TASK PROMPT: Recast every line of the rows below as a JSON list of strings, one string per line, with blank lines left out. Leave the pictures out of your answer.

STORED DATA:
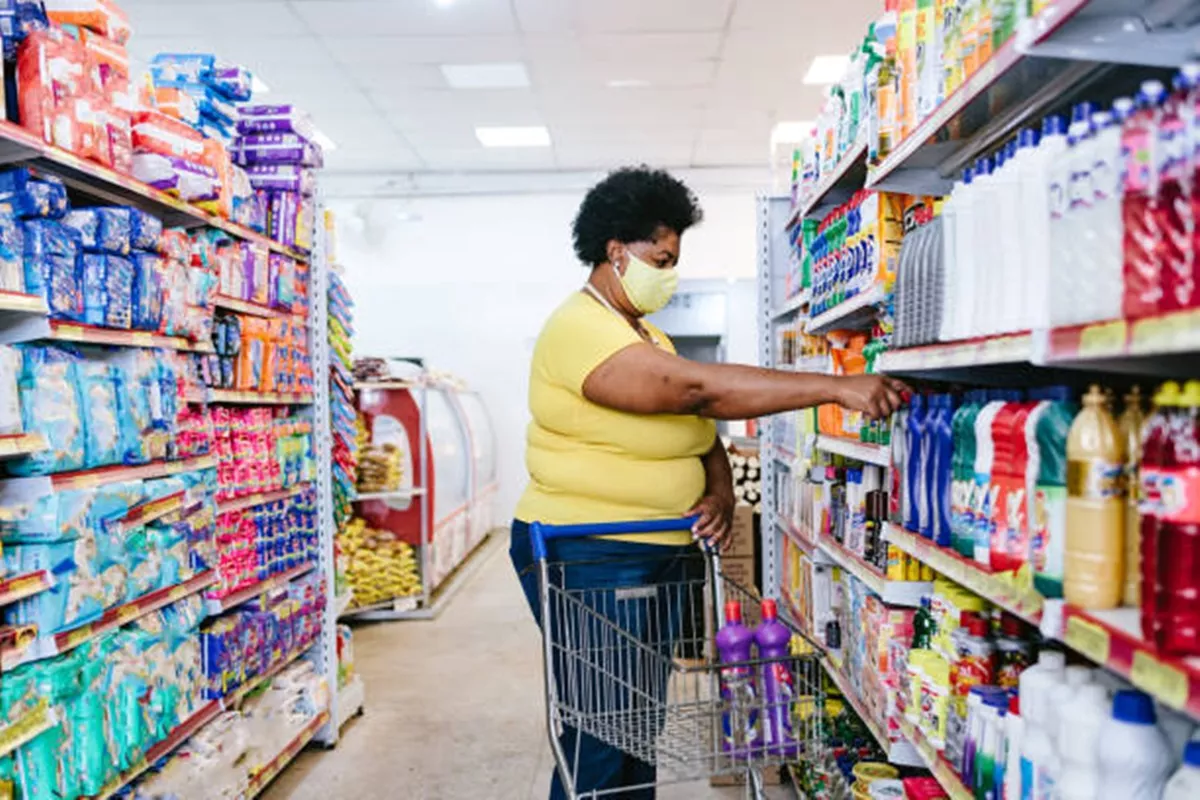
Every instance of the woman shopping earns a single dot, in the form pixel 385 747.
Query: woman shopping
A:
pixel 623 428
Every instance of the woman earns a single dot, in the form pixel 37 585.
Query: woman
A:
pixel 623 427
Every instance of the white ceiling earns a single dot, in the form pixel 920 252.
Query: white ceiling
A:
pixel 720 73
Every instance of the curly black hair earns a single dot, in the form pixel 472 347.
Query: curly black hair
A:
pixel 629 205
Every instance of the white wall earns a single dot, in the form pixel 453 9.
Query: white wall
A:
pixel 468 282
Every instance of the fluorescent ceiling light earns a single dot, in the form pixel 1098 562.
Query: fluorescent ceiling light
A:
pixel 826 70
pixel 532 136
pixel 325 143
pixel 791 131
pixel 628 83
pixel 486 76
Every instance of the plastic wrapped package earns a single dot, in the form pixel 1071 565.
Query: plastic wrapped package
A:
pixel 102 16
pixel 108 290
pixel 33 194
pixel 12 253
pixel 277 149
pixel 163 134
pixel 147 295
pixel 274 119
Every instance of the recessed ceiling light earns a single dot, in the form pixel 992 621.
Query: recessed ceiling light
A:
pixel 628 83
pixel 532 136
pixel 791 131
pixel 325 143
pixel 486 76
pixel 826 70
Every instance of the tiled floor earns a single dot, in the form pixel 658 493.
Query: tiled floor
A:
pixel 454 708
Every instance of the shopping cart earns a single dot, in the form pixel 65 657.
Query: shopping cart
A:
pixel 636 667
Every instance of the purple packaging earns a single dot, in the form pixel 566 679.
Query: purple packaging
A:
pixel 277 149
pixel 274 119
pixel 282 178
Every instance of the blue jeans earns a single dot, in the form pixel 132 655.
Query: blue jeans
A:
pixel 603 566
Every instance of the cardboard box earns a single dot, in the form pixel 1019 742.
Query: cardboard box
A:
pixel 744 536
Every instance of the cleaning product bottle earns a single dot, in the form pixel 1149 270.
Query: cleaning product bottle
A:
pixel 1132 423
pixel 1134 755
pixel 1177 587
pixel 1139 142
pixel 1095 552
pixel 1048 535
pixel 1039 761
pixel 1036 214
pixel 778 684
pixel 1157 461
pixel 1014 734
pixel 739 719
pixel 963 487
pixel 1107 222
pixel 1079 738
pixel 1185 785
pixel 984 491
pixel 1173 205
pixel 1008 475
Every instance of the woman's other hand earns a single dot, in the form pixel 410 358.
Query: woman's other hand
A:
pixel 876 396
pixel 715 521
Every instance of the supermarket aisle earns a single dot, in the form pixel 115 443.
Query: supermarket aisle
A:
pixel 454 708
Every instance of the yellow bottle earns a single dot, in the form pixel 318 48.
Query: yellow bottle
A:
pixel 1096 512
pixel 1132 422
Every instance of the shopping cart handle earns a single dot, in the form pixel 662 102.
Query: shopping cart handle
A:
pixel 541 533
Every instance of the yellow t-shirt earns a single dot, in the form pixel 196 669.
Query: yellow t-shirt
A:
pixel 588 463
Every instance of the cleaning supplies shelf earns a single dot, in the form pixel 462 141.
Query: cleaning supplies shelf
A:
pixel 257 589
pixel 1113 638
pixel 895 593
pixel 934 762
pixel 999 589
pixel 846 178
pixel 861 451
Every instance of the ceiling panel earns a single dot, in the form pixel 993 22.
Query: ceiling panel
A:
pixel 406 17
pixel 387 50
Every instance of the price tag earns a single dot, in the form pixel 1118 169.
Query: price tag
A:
pixel 1089 638
pixel 1107 338
pixel 1168 684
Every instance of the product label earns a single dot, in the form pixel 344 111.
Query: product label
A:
pixel 1095 479
pixel 1048 529
pixel 1171 494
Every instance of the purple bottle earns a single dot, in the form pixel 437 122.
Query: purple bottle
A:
pixel 778 684
pixel 739 716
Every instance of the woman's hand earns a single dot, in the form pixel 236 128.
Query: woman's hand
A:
pixel 876 396
pixel 715 521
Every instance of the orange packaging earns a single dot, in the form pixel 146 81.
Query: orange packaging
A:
pixel 101 16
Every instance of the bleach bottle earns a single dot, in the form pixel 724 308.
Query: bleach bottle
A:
pixel 739 702
pixel 778 684
pixel 1134 755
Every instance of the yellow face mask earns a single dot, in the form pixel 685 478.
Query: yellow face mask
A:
pixel 648 288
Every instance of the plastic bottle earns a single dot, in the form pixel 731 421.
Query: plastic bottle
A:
pixel 963 485
pixel 984 491
pixel 1185 785
pixel 1132 423
pixel 1175 222
pixel 739 720
pixel 1014 734
pixel 1079 731
pixel 1177 624
pixel 1157 459
pixel 1039 761
pixel 1095 575
pixel 1141 234
pixel 1135 758
pixel 1009 539
pixel 778 683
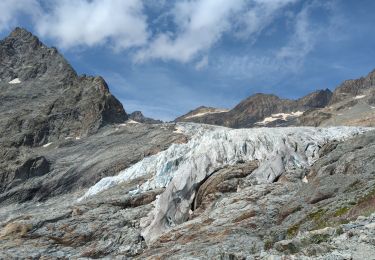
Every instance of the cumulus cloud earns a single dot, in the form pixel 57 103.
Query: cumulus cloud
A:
pixel 120 23
pixel 11 9
pixel 287 58
pixel 200 24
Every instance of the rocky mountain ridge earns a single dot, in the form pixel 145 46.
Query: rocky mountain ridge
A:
pixel 318 108
pixel 79 181
pixel 139 117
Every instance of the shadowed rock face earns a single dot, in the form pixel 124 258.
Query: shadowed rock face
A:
pixel 42 97
pixel 353 87
pixel 60 132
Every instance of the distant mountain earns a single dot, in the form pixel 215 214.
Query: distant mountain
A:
pixel 199 112
pixel 352 103
pixel 255 109
pixel 139 117
pixel 43 98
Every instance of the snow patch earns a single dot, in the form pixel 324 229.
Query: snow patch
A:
pixel 15 81
pixel 46 145
pixel 278 116
pixel 129 121
pixel 206 113
pixel 212 147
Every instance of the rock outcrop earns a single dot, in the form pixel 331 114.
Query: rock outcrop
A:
pixel 139 117
pixel 352 103
pixel 43 99
pixel 77 181
pixel 60 132
pixel 256 108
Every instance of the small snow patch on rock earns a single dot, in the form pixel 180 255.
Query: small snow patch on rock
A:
pixel 15 81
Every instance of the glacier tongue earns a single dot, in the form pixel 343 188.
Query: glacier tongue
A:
pixel 182 166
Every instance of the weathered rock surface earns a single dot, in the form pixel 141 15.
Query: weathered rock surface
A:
pixel 173 191
pixel 60 132
pixel 42 97
pixel 352 103
pixel 257 107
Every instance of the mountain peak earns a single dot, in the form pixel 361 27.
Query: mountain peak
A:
pixel 20 36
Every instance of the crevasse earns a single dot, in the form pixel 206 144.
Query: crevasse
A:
pixel 212 147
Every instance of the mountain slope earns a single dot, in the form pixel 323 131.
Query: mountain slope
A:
pixel 43 99
pixel 60 132
pixel 139 117
pixel 259 106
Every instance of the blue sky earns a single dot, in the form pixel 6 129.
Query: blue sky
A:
pixel 168 57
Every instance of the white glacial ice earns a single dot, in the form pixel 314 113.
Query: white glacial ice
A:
pixel 212 147
pixel 182 167
pixel 15 81
pixel 282 116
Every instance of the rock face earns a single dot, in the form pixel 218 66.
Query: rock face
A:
pixel 352 103
pixel 139 117
pixel 259 106
pixel 57 128
pixel 353 88
pixel 77 181
pixel 43 99
pixel 198 113
pixel 181 168
pixel 236 211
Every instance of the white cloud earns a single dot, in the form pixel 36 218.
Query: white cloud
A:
pixel 285 60
pixel 199 24
pixel 202 63
pixel 120 23
pixel 10 9
pixel 259 15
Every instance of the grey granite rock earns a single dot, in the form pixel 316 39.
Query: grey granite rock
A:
pixel 139 117
pixel 257 107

FINAL ANSWER:
[
  "Every instance of the woman shopping earns a single dot, in the form pixel 385 747.",
  "Query: woman shopping",
  "A:",
  "pixel 623 428",
  "Every instance of the woman earns a single dot, in the form pixel 37 585.",
  "Query: woman",
  "A:",
  "pixel 623 427",
  "Every instance of the white ceiling earns a single dot, in the form pixel 920 252.",
  "Query: white ceiling",
  "A:",
  "pixel 720 73",
  "Every instance of the curly black hair earns a single dot, in the form pixel 472 347.",
  "Query: curly black hair",
  "A:",
  "pixel 629 205",
  "Every instance of the white wall earns a single dot, in the form pixel 453 9.",
  "Query: white wall",
  "A:",
  "pixel 468 282",
  "Every instance of the fluorescent ceiling light earns a single dot, in the form pixel 1098 562.",
  "Query: fluorescent ceiling light",
  "A:",
  "pixel 826 70",
  "pixel 532 136",
  "pixel 325 143",
  "pixel 791 131",
  "pixel 628 83",
  "pixel 486 76",
  "Every instance of the plastic wrapped package earns a single dot, in the form pixel 1071 565.",
  "Query: plastic wrapped package",
  "A:",
  "pixel 102 16",
  "pixel 108 290",
  "pixel 33 194",
  "pixel 12 253",
  "pixel 277 149",
  "pixel 163 134",
  "pixel 147 295",
  "pixel 274 119",
  "Every instance of the recessed ceiling light earns a single dot, in the form pixel 992 621.",
  "Query: recessed ceiling light",
  "A:",
  "pixel 628 83",
  "pixel 532 136",
  "pixel 791 131",
  "pixel 325 143",
  "pixel 486 76",
  "pixel 826 70",
  "Every instance of the tiled floor earns a single dot, in the form pixel 658 493.",
  "Query: tiled floor",
  "A:",
  "pixel 454 708",
  "Every instance of the shopping cart earns a single dot, in the form pixel 65 657.",
  "Query: shopping cart",
  "A:",
  "pixel 636 667",
  "Every instance of the purple packaging earns a single dot, in the form pixel 566 679.",
  "Query: purple packaging",
  "A:",
  "pixel 277 149",
  "pixel 274 119",
  "pixel 282 178",
  "Every instance of the blue jeans earns a single dot, in the form pixel 132 655.",
  "Query: blue jeans",
  "A:",
  "pixel 603 566",
  "Every instance of the cardboard box earns a single dot, in the form pixel 1019 742.",
  "Query: cardboard box",
  "A:",
  "pixel 744 536",
  "Every instance of the cleaning product bottle earns a single dot, in the form pixel 1149 270.",
  "Query: cleaning product bottle",
  "A:",
  "pixel 1132 423",
  "pixel 1134 755",
  "pixel 1177 587",
  "pixel 1139 142",
  "pixel 1095 552",
  "pixel 1048 535",
  "pixel 1039 761",
  "pixel 1036 214",
  "pixel 778 684",
  "pixel 1157 461",
  "pixel 1014 734",
  "pixel 739 719",
  "pixel 963 487",
  "pixel 1107 222",
  "pixel 1079 738",
  "pixel 1185 785",
  "pixel 984 491",
  "pixel 1173 205",
  "pixel 1008 475",
  "Every instance of the woman's other hand earns a single dot, in the form pixel 410 358.",
  "Query: woman's other hand",
  "A:",
  "pixel 876 396",
  "pixel 715 521",
  "Every instance of the supermarket aisle earns a single dot, in the form pixel 115 443.",
  "Query: supermarket aisle",
  "A:",
  "pixel 454 708",
  "Every instance of the yellow bottle earns a single dot, in the form pixel 318 48.",
  "Query: yellow bottle",
  "A:",
  "pixel 1096 512",
  "pixel 1132 422",
  "Every instance of the shopping cart handle earns a single dot, in the form pixel 662 102.",
  "Query: shopping cart handle",
  "A:",
  "pixel 541 533",
  "Every instance of the yellow t-shirt earns a single dot, in the form pixel 196 669.",
  "Query: yellow t-shirt",
  "A:",
  "pixel 588 463",
  "Every instance of the cleaning supplies shelf earns a single dot, in the form pixel 462 141.",
  "Query: cleaning supplies shelf",
  "A:",
  "pixel 257 589",
  "pixel 1113 638",
  "pixel 895 593",
  "pixel 934 762",
  "pixel 999 589",
  "pixel 846 178",
  "pixel 861 451",
  "Every instance of the ceiling panel earns a single dot, in the form pixel 993 22.",
  "Query: ceiling panel",
  "A:",
  "pixel 406 17",
  "pixel 387 50",
  "Every instance of the price tag earns a single dot, in the form pixel 1118 169.",
  "Query: price tag",
  "A:",
  "pixel 1089 638",
  "pixel 1107 338",
  "pixel 1168 684",
  "Every instance of the product label earns a single dot, in the form pixel 344 111.",
  "Query: product label",
  "A:",
  "pixel 1095 479",
  "pixel 1048 529",
  "pixel 1171 494",
  "Every instance of the purple bottle earns a single dot, in the form pixel 437 122.",
  "Query: purple bottle",
  "A:",
  "pixel 778 684",
  "pixel 739 716",
  "Every instance of the woman's hand earns a single dot, in the form pixel 236 128.",
  "Query: woman's hand",
  "A:",
  "pixel 876 396",
  "pixel 715 521",
  "Every instance of the orange packaging earns a single dot, in the form pixel 146 81.",
  "Query: orange packaging",
  "A:",
  "pixel 101 16",
  "Every instance of the bleach bottle earns a single dot, in the form pixel 724 308.",
  "Query: bleach bottle",
  "A:",
  "pixel 739 702",
  "pixel 778 684",
  "pixel 1134 755",
  "Every instance of the yellow face mask earns a single dot, in the form pixel 685 478.",
  "Query: yellow face mask",
  "A:",
  "pixel 648 288",
  "Every instance of the plastic bottle earns a single dot, in the form pixel 731 421.",
  "Query: plastic bottle",
  "A:",
  "pixel 963 485",
  "pixel 984 491",
  "pixel 1185 785",
  "pixel 1132 423",
  "pixel 1175 222",
  "pixel 739 720",
  "pixel 1014 734",
  "pixel 1079 731",
  "pixel 1177 624",
  "pixel 1157 459",
  "pixel 1039 761",
  "pixel 1095 575",
  "pixel 1141 234",
  "pixel 1135 758",
  "pixel 1009 539",
  "pixel 778 683",
  "Every instance of the cumulus cloud earns a single dot, in the form pixel 57 103.",
  "Query: cumulus cloud",
  "A:",
  "pixel 120 23",
  "pixel 11 9",
  "pixel 287 58",
  "pixel 200 24",
  "Every instance of the rocky mountain ridge earns a single dot, in the form pixel 145 46.",
  "Query: rocky mountain ridge",
  "A:",
  "pixel 318 108",
  "pixel 79 181",
  "pixel 139 117",
  "Every instance of the shadowed rock face earns a single dot, in the form pixel 124 258.",
  "Query: shadowed rock face",
  "A:",
  "pixel 42 97",
  "pixel 353 87",
  "pixel 60 132",
  "Every instance of the distant mountain earns a single dot, in the form pixel 215 214.",
  "Query: distant mountain",
  "A:",
  "pixel 199 112",
  "pixel 352 103",
  "pixel 255 109",
  "pixel 139 117",
  "pixel 43 98",
  "Every instance of the snow patch earns a single dot, in the form pixel 324 229.",
  "Query: snow patch",
  "A:",
  "pixel 15 81",
  "pixel 46 145",
  "pixel 278 116",
  "pixel 129 121",
  "pixel 206 113",
  "pixel 212 147",
  "Every instance of the rock outcrop earns a single dot, in the form pixel 331 114.",
  "Query: rock outcrop",
  "A:",
  "pixel 139 117",
  "pixel 352 103",
  "pixel 43 99",
  "pixel 77 181",
  "pixel 60 132",
  "pixel 256 108",
  "Every instance of the small snow patch on rock earns a single dot, in the form pixel 180 255.",
  "Query: small snow patch on rock",
  "A:",
  "pixel 15 81",
  "Every instance of the glacier tongue earns a single dot, in the form pixel 343 188.",
  "Query: glacier tongue",
  "A:",
  "pixel 182 166",
  "Every instance of the weathered rock surface earns a single dot, in the form pixel 141 15.",
  "Query: weathered rock surface",
  "A:",
  "pixel 173 191",
  "pixel 60 132",
  "pixel 42 97",
  "pixel 352 103",
  "pixel 257 107",
  "Every instance of the mountain peak earns a single dot, in the form pixel 361 27.",
  "Query: mountain peak",
  "A:",
  "pixel 20 36",
  "Every instance of the crevasse earns a single dot, in the form pixel 206 144.",
  "Query: crevasse",
  "A:",
  "pixel 212 147",
  "Every instance of the mountain slope earns a single dot, in the form pixel 323 131.",
  "Query: mountain slope",
  "A:",
  "pixel 43 99",
  "pixel 60 132",
  "pixel 139 117",
  "pixel 259 106",
  "Every instance of the blue sky earns a single dot, in the form pixel 6 129.",
  "Query: blue sky",
  "A:",
  "pixel 168 57",
  "Every instance of the white glacial ice earns a single dot, in the form pixel 314 113.",
  "Query: white glacial ice",
  "A:",
  "pixel 212 147",
  "pixel 182 167",
  "pixel 15 81",
  "pixel 282 116",
  "Every instance of the rock face earns a single dot, in the form pixel 218 66.",
  "Query: rock face",
  "A:",
  "pixel 352 103",
  "pixel 139 117",
  "pixel 259 106",
  "pixel 57 128",
  "pixel 353 88",
  "pixel 77 181",
  "pixel 43 99",
  "pixel 198 113",
  "pixel 181 168",
  "pixel 236 211",
  "Every instance of the white cloud earns a single dot, in the form pixel 36 218.",
  "Query: white cloud",
  "A:",
  "pixel 285 60",
  "pixel 199 24",
  "pixel 202 63",
  "pixel 120 23",
  "pixel 10 9",
  "pixel 259 15",
  "Every instance of the grey granite rock earns a single dot, in the form pixel 316 39.",
  "Query: grey granite rock",
  "A:",
  "pixel 139 117",
  "pixel 257 107"
]